- **The request**
Select every line in the records that contains the string "tail", and copy each one. Case counts.

* Begin Entries provided *

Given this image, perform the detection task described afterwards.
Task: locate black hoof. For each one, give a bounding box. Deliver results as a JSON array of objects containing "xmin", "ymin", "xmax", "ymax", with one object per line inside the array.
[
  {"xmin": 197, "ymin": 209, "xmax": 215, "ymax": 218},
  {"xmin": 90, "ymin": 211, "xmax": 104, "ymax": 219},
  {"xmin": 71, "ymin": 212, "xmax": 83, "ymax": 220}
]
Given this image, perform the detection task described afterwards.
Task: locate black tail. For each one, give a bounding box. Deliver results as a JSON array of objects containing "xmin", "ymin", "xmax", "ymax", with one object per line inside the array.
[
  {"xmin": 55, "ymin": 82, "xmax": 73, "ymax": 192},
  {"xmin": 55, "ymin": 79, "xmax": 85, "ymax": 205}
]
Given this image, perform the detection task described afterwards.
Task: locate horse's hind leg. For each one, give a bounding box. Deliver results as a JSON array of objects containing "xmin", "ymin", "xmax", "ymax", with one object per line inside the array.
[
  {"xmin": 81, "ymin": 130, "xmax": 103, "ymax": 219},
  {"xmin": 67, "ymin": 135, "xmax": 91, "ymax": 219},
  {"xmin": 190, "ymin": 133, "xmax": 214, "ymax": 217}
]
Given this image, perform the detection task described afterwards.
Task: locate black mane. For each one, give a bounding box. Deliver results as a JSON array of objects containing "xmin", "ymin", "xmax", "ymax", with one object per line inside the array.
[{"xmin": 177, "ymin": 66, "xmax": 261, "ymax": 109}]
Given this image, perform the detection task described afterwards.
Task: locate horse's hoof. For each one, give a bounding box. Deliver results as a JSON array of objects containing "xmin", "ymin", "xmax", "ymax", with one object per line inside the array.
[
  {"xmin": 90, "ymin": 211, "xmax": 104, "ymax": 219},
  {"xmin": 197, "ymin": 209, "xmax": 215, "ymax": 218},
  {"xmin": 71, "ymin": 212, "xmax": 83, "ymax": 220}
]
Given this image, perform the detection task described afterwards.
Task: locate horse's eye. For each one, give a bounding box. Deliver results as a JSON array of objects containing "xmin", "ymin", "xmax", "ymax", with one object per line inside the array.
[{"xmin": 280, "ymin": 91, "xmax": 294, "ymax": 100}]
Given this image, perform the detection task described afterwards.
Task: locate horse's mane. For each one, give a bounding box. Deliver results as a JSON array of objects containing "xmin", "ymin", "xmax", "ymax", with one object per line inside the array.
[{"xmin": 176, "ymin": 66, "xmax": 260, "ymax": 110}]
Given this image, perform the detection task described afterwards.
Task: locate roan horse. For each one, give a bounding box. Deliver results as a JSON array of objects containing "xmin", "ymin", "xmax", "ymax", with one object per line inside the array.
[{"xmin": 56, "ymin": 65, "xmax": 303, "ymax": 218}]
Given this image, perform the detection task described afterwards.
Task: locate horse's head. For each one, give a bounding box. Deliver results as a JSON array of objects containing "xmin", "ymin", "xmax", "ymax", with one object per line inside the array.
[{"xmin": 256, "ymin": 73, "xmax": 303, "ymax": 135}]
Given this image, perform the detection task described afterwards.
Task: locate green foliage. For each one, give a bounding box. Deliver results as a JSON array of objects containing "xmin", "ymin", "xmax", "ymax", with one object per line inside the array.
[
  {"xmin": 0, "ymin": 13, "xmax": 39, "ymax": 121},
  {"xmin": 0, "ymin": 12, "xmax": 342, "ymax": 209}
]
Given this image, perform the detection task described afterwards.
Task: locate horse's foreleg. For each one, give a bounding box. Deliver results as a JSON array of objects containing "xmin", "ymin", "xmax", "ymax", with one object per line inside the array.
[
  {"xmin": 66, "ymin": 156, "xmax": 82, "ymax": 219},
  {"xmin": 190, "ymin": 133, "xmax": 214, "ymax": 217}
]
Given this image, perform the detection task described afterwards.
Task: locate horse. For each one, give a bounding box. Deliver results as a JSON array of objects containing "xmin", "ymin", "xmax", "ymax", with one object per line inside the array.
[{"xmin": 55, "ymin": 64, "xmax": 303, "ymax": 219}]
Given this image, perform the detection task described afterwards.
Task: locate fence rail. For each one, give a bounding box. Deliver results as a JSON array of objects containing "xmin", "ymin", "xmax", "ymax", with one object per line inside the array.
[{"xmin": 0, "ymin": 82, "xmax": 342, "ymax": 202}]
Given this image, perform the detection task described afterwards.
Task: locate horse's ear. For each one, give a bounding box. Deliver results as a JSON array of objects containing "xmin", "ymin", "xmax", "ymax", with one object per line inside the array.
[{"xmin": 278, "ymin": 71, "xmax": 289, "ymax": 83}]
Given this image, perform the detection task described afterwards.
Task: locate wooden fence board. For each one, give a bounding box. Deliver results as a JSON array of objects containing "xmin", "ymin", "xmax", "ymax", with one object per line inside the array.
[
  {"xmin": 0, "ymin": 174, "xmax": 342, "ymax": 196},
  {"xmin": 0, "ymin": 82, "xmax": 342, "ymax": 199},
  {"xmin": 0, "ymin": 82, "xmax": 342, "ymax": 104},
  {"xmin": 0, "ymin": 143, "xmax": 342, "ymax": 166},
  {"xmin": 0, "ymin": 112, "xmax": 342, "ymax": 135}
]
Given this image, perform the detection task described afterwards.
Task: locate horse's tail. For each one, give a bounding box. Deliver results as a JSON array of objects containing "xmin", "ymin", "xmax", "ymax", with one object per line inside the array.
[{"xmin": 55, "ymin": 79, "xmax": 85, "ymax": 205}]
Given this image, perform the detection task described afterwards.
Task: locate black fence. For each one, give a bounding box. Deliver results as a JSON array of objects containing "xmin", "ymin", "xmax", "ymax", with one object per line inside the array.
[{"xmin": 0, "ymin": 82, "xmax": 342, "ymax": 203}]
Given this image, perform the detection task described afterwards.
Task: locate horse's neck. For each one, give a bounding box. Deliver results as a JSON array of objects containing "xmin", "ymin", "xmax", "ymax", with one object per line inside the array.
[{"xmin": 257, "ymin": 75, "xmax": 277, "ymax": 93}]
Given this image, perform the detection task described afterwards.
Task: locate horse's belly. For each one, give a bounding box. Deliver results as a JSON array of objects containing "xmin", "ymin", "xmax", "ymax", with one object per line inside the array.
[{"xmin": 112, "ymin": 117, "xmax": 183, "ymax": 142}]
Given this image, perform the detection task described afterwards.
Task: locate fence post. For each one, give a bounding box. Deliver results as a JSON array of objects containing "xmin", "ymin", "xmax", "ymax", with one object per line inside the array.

* End Entries provided *

- **Reply**
Task: locate black tail. For each one, give a bounding box. Deliver results as a JSON array of objects containing "xmin", "ymin", "xmax", "ymax", with one object per line inside the array.
Task: locate horse's tail. For each one, give a bounding box. Deliver results as a JSON array of objects containing "xmin", "ymin", "xmax", "ymax", with one object per line inside the array.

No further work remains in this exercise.